TASK BRIEF: In the listing below, rename every "Wanted" to "Needed" and reproduce all other text unchanged.

Object location annotation listing:
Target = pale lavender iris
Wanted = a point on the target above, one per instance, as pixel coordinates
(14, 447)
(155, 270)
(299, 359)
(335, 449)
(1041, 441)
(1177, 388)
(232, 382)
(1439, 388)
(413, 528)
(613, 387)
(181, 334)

ANSWER FOR THE TASK:
Target = pale lavender iris
Needed = a point on the target above, one per instance, as pixel coordinates
(14, 447)
(155, 270)
(299, 359)
(335, 449)
(1041, 441)
(1177, 388)
(232, 382)
(1439, 388)
(413, 528)
(613, 387)
(181, 334)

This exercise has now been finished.